Extracted data entries
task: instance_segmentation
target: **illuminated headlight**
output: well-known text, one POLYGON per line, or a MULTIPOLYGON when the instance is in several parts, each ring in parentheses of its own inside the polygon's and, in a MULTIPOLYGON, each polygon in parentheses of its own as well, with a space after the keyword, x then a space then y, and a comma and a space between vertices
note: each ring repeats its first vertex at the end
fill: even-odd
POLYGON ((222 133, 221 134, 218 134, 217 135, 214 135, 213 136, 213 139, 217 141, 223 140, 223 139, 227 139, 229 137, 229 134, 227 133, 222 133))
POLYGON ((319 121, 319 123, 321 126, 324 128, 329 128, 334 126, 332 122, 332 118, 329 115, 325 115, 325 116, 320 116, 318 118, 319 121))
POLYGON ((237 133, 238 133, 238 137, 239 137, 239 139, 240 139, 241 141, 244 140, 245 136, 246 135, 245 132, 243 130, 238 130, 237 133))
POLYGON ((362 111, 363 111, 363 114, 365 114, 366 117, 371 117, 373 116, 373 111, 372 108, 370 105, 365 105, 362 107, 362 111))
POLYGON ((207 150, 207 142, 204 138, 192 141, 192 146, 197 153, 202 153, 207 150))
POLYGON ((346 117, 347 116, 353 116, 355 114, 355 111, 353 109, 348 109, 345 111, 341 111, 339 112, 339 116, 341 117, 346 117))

▶ [The problem]:
Revise the rows above by changing "illuminated headlight" to "lit headlight", leaving everything else as it is.

▶ [Correct answer]:
task: instance_segmentation
target: **lit headlight**
output: well-known text, one POLYGON per line, or a MULTIPOLYGON when the instance is in several parts, each ring in parentheses of its own inside the polygon's and, in a MULTIPOLYGON, each polygon in parentheses of its own as well, with a space after the keyword, x then a space then y, and a comma and a space between vertices
note: each ring repeats its first vertex at the end
fill: even-odd
POLYGON ((222 133, 221 134, 218 134, 217 135, 214 135, 213 136, 213 139, 217 141, 223 140, 223 139, 227 139, 229 137, 229 134, 227 133, 222 133))
POLYGON ((319 121, 319 123, 321 126, 324 128, 329 128, 334 126, 332 122, 332 118, 329 115, 325 115, 325 116, 320 116, 318 118, 319 121))
POLYGON ((237 133, 238 133, 238 137, 239 137, 239 139, 240 139, 241 141, 244 140, 245 136, 246 135, 245 132, 243 130, 238 130, 237 133))
POLYGON ((362 111, 363 111, 363 114, 365 114, 366 117, 371 117, 373 116, 373 111, 372 108, 370 105, 365 105, 362 107, 362 111))
POLYGON ((207 150, 207 142, 204 138, 192 141, 192 146, 197 153, 202 153, 207 150))
POLYGON ((346 117, 347 116, 353 116, 355 114, 355 111, 353 109, 348 109, 345 111, 341 111, 339 112, 339 116, 341 117, 346 117))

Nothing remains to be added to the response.